INPUT FOR THIS TASK:
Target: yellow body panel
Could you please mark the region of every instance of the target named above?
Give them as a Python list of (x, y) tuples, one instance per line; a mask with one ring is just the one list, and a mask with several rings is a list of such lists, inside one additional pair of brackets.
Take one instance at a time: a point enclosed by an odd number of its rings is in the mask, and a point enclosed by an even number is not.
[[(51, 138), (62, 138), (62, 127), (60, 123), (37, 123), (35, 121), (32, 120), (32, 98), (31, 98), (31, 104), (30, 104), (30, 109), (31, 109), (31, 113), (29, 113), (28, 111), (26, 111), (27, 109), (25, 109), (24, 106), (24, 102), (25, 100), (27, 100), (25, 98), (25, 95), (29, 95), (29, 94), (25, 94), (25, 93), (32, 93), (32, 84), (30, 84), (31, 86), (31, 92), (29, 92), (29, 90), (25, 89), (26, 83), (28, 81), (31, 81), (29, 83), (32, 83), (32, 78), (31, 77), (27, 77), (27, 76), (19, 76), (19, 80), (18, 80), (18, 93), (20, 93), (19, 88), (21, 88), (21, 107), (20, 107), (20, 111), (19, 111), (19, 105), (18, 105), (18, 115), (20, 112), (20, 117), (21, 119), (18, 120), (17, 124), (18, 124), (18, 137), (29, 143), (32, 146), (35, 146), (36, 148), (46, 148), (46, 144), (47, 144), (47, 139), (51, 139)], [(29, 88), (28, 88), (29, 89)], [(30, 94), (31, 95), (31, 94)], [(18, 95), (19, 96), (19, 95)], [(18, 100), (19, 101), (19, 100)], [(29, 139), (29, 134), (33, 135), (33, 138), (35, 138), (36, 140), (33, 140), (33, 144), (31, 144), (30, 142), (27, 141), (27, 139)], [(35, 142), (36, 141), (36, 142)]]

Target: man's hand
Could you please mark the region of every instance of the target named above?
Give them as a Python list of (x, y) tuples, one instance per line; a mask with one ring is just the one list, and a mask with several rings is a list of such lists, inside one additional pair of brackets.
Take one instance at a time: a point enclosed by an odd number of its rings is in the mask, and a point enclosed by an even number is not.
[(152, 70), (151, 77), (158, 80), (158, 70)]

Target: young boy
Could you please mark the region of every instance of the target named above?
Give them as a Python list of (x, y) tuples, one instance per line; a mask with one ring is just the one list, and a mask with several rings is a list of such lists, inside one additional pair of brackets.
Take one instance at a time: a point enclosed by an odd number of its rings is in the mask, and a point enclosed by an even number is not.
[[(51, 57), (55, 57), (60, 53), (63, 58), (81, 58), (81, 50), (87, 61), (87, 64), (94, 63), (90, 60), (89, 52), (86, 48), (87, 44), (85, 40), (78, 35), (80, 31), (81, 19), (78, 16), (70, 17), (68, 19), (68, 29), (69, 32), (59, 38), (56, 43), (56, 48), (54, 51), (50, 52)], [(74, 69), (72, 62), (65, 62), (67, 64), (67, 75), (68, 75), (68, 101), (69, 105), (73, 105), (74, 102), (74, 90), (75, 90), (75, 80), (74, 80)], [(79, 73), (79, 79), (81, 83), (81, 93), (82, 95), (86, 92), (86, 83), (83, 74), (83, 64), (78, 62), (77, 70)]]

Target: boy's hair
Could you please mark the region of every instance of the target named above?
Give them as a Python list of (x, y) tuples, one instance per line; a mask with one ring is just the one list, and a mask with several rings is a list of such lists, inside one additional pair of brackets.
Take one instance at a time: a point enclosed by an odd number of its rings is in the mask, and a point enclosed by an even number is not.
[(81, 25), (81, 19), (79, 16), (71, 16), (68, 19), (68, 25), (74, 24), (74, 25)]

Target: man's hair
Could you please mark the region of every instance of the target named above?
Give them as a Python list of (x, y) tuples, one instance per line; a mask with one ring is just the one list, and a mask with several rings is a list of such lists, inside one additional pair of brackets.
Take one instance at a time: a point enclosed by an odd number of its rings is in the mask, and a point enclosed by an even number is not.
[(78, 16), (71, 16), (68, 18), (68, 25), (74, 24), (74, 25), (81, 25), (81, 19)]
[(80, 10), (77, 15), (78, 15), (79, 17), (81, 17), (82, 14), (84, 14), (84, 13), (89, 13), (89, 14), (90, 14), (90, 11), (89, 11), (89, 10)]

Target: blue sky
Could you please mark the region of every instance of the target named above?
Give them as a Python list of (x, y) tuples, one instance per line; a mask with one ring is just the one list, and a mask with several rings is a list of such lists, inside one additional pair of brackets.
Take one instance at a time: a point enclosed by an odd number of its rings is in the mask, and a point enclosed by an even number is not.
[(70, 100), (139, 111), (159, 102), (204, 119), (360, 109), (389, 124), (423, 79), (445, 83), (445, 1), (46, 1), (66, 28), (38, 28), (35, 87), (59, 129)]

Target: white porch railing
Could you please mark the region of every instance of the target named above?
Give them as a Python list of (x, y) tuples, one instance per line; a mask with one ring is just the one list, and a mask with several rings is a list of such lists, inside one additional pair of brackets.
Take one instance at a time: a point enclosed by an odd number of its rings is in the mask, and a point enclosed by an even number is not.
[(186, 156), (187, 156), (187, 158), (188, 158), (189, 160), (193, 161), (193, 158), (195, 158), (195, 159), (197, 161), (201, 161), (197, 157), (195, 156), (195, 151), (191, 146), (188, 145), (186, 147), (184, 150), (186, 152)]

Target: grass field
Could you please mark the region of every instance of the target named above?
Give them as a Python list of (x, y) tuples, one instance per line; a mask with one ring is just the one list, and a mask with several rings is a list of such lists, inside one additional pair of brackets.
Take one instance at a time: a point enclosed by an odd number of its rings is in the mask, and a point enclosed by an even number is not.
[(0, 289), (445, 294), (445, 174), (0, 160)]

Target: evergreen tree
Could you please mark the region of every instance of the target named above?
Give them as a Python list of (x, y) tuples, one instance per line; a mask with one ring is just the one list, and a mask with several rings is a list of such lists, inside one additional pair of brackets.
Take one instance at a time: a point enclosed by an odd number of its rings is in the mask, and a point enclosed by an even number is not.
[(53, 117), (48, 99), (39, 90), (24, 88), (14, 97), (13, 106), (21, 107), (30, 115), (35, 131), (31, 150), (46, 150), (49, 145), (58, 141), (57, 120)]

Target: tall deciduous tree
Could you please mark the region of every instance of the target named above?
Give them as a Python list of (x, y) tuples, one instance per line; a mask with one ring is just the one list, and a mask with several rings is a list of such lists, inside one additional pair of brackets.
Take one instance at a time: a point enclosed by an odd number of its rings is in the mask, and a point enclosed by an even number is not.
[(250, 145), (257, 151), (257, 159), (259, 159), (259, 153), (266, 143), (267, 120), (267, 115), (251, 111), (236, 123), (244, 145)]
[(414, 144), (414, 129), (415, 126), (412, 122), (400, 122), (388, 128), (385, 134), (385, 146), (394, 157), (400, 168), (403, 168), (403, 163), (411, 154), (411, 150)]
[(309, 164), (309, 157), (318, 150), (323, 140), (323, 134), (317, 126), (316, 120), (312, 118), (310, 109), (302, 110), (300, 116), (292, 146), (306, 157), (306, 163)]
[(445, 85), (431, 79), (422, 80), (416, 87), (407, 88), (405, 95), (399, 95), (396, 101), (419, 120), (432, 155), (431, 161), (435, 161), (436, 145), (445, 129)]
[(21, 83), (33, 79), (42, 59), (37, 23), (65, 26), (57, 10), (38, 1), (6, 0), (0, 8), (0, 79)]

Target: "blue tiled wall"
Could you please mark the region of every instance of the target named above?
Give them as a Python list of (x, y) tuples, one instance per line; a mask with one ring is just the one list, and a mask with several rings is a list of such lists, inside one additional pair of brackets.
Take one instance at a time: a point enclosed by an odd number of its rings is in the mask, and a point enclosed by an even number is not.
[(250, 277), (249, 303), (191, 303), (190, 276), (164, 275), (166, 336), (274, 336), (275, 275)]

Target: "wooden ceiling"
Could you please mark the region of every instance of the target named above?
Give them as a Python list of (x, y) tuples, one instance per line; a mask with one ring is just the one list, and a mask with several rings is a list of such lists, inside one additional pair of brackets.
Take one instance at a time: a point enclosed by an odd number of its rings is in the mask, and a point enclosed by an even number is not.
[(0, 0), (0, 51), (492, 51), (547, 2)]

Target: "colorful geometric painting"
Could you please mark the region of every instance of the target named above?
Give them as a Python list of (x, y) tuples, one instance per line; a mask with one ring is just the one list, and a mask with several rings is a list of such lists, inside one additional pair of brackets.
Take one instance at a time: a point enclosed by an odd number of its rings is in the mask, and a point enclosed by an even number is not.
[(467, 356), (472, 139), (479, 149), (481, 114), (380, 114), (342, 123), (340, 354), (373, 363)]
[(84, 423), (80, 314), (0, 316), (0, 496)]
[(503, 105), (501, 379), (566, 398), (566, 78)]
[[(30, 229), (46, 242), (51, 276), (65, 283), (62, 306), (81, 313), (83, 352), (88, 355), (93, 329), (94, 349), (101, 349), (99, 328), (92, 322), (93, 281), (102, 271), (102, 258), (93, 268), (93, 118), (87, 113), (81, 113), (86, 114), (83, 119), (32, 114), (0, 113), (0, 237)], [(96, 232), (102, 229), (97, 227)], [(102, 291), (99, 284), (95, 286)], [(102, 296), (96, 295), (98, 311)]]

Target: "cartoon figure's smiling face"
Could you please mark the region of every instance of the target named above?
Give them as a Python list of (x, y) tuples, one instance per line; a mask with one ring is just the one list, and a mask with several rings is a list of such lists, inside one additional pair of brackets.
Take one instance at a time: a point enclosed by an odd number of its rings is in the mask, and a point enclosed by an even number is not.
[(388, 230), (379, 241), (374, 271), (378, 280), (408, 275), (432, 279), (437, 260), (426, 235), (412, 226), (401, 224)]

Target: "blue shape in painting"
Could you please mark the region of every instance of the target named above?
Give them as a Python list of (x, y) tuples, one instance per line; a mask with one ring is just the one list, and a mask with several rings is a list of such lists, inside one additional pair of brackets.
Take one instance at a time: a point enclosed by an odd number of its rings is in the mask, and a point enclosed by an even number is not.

SET PROBLEM: Pick out and copy every line in the items above that contains the word "painting". Case counts.

ANSWER FOR THE TASK:
Target: "colorful geometric painting"
Target: "blue shape in painting"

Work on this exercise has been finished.